* Job *
Copy out the records below with every instance of "largest disc" changed to "largest circle", leaving all other text unaltered.

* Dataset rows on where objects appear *
((

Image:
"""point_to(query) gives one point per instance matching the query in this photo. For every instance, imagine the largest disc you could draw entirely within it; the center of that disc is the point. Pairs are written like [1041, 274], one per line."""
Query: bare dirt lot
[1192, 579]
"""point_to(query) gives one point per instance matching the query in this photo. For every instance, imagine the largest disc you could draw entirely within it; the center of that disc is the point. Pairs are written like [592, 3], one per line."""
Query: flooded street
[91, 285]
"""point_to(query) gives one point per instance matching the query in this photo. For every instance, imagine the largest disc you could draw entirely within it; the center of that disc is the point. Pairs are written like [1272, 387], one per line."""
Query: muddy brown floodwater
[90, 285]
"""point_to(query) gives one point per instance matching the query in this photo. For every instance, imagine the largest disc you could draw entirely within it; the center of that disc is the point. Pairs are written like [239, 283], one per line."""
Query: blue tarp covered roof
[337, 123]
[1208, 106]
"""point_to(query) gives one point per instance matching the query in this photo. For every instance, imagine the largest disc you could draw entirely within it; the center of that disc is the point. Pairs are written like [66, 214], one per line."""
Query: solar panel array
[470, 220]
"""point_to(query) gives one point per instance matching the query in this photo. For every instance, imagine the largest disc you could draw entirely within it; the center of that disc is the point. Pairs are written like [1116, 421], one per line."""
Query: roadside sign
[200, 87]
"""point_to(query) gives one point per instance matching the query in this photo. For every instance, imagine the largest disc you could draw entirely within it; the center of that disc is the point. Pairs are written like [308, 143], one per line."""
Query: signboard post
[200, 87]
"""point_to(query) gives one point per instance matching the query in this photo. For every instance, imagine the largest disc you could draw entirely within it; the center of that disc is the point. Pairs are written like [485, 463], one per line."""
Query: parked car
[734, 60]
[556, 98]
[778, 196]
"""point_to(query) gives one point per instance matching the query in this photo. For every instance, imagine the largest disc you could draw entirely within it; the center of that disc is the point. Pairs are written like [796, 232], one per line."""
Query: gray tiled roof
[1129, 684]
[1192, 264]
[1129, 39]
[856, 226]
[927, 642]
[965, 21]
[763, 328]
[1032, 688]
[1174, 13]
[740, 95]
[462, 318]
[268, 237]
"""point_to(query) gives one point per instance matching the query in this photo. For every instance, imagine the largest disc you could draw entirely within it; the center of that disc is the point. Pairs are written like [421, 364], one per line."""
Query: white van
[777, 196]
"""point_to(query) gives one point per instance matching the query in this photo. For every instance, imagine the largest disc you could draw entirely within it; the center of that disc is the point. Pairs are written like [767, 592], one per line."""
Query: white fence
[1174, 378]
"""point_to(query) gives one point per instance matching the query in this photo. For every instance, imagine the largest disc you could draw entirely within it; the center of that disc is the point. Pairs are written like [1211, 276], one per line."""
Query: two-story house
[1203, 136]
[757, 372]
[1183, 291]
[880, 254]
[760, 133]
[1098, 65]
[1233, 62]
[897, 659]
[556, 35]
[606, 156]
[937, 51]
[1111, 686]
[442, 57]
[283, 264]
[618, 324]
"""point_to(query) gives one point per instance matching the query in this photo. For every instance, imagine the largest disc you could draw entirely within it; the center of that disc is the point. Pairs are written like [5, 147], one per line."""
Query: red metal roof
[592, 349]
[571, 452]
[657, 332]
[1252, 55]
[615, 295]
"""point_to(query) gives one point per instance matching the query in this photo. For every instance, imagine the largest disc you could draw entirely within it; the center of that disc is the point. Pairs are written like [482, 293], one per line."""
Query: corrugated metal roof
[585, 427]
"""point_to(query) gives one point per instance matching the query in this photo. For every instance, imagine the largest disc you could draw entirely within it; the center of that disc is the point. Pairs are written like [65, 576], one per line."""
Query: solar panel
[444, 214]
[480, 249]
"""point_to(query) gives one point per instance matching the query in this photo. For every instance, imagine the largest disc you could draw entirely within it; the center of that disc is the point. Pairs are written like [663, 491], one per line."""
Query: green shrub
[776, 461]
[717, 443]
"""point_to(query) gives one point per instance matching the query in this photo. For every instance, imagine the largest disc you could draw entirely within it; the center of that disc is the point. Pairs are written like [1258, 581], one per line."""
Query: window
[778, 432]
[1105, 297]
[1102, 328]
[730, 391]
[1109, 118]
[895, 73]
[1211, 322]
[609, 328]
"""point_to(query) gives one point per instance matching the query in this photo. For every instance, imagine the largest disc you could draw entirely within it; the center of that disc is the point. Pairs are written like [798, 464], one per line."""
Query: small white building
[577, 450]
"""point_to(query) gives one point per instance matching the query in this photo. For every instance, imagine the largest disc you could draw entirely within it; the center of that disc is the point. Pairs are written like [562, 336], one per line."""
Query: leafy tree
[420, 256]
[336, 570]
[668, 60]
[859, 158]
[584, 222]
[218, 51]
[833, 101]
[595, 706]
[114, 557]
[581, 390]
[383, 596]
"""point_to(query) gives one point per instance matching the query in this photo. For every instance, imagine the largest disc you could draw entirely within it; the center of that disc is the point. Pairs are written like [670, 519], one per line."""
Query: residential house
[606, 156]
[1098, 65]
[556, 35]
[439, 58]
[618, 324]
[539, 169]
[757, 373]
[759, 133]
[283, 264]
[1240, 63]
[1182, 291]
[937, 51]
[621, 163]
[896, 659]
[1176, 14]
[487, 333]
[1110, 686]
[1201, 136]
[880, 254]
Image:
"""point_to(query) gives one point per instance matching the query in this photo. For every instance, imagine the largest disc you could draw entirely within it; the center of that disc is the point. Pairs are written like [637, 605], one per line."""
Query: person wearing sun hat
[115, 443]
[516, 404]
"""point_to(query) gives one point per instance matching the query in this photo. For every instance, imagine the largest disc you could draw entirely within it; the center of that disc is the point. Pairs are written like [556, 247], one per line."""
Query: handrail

))

* Complete response *
Image:
"""point_to(query) gives one point per instance matching the query in this photo. For every instance, imagine the largest circle you could draw entirely within it; the center of that disc is the point. Pairs are written like [1041, 274], one per line."""
Query: bare dirt lot
[1192, 579]
"""point_to(query) gives one point per instance matching the query in this photo. For every instance, imagine the largest circle you could draw entirely within it; the center of that disc is the point. Pairs are written like [592, 3], one per line."""
Query: flooded street
[91, 285]
"""point_to(query) gives one point per instance matching the query in this photo. For every instance, imagine the largest circle you could draw entirely within it; the center of that disc is the point. Pairs are written like [1272, 387], one per line."""
Query: muddy brown floodwater
[90, 285]
"""point_to(query) gives one point per instance matching the query in this photo. For every instance, imagine the largest circle you could draw entirely within it; the center of that disc is the point. Pairs are written like [239, 283], one per line."""
Query: blue tarp covered roof
[337, 123]
[1208, 106]
"""point_to(query) gives one point per instance matching the query in this photo. For every instance, imagine the largest circle you could draw entirely within it; the center of that disc is the point. Pairs are written like [66, 214], one per line."""
Query: solar panel array
[470, 220]
"""point_to(query) gives one point per instance matching the query in this photo. For every instance, imagine the largest circle you could draw entirely within it; the center of that disc is the point. Pairs are written like [1116, 421], one per line."""
Query: roadside sign
[200, 87]
"""point_to(query) gives one point per instance matching the query in this photo. For every instance, imagine the largest circle you could draw entirely within it; the center of that disc is the point. Pairs are written like [308, 143], one per line."""
Query: signboard post
[200, 87]
"""point_to(query) gives one point per instance matching the query in this photo. For every instance, imagine the largest circle you could draw entirely within it; the center of that disc is the point. Pairs are written like [485, 463], one per line."""
Query: parked car
[734, 60]
[556, 98]
[778, 196]
"""point_to(query) gives one point per instance matching the query in this photo. For every instance, imagine the largest circle you could draw entirely within it; the center of that disc is the point. Pairs are written like [796, 232], one per line."""
Query: gray tiled roof
[1129, 684]
[1192, 264]
[1129, 39]
[856, 226]
[927, 642]
[965, 21]
[763, 328]
[1032, 688]
[1174, 13]
[740, 95]
[462, 318]
[268, 237]
"""point_to(query) gives one point per instance matching the query in this photo. For every instance, imagine the largest circle you could draw entirely within it; the center of that disc is the point. Pairs are written like [421, 364], one per line."""
Query: white van
[777, 196]
"""point_to(query) gives one point per instance matching the query in this photo. For every instance, imagine the largest circle you could draw entirely within it; the center of that disc is the point. Pairs are written like [767, 592], one per line."""
Query: white fence
[1174, 378]
"""point_to(query) gives one point per instance matching the query in this photo. For every instance, imagine the largest circle you could draw entirely within it; the center of that disc is the point. Pairs are written like [1211, 276], one per line."""
Query: two-story house
[1203, 136]
[757, 372]
[1183, 291]
[880, 254]
[760, 133]
[1098, 65]
[1233, 62]
[897, 659]
[556, 35]
[606, 156]
[937, 51]
[1111, 686]
[442, 57]
[283, 264]
[618, 324]
"""point_to(query) gives one point per instance matching the query in this photo. For every instance, imagine the largest circle you could draw entirely within it; the center of that disc is the point. Pairs are written like [5, 147], one per line."""
Query: red metal roof
[592, 349]
[571, 452]
[657, 332]
[1252, 55]
[615, 295]
"""point_to(query) gives one point per instance matching the query in this photo. For every instance, imagine the largest circle you could draw entirely within it; the center of that disc is the point. Pairs are written like [482, 293], one per line."""
Query: corrugated metal roof
[585, 427]
"""point_to(query) gives one point per instance matching the query in this photo. For every instance, imagine the largest circle you could draw entirely within it; the center of that disc is the point. Pairs are written like [65, 576], one per line."""
Query: solar panel
[444, 214]
[480, 249]
"""point_to(query) gives one point per instance matching the query in this photo. For every instance, imagine the largest circle you could draw entirely within it; the center of that disc is the point. Pairs are written like [663, 491], one per line."""
Query: green shrub
[776, 461]
[717, 443]
"""point_to(query) gives one point per instance matching the query in this photo. For every instance, imagine the largest circle you could draw entirely within it; the center of that disc is the point. Pairs are written like [1258, 581], one per line."""
Query: window
[778, 432]
[1105, 297]
[1102, 328]
[730, 391]
[1109, 118]
[895, 73]
[1211, 322]
[609, 328]
"""point_to(query) gives one point per instance matching the query in this photo. For every instance, imagine the largest circle you could draw entirely within it; the center of that disc is the point. Pairs are written like [798, 464], one per line."""
Query: small white building
[577, 450]
"""point_to(query) gives one point per instance matching the query in this photo. For every instance, imagine the largest circle you could draw entirely within it; the center of that disc is the point. Pairs are written like [562, 336], one per line."""
Query: leafy tree
[420, 256]
[336, 570]
[668, 60]
[859, 158]
[584, 222]
[218, 51]
[833, 101]
[595, 706]
[114, 557]
[581, 390]
[383, 596]
"""point_to(query) gives one point per instance matching the query in this photo. For every instance, imagine the largest circle you could draw entirely within it; the center of that disc is the point. Pairs are written like [670, 519], one per line."""
Query: residential house
[606, 156]
[1098, 65]
[556, 35]
[439, 58]
[618, 324]
[539, 169]
[757, 373]
[759, 133]
[283, 264]
[1240, 63]
[1182, 291]
[937, 51]
[621, 163]
[896, 659]
[1176, 14]
[487, 333]
[1110, 686]
[1201, 136]
[880, 254]
Image:
"""point_to(query) gives one point per instance matching the query in this photo. For every instance, imagine the largest circle you could draw entirely within it; the center of that disc is the point. Pairs are written like [637, 605], one per line."""
Query: person wearing sun hat
[115, 443]
[516, 404]
"""point_to(query) gives one point per instance matching the query in this photo. For every instance, imagine the largest circle you could draw entirely within it; the center of that disc is the point. Pairs are written like [556, 247], one per line."""
Query: handrail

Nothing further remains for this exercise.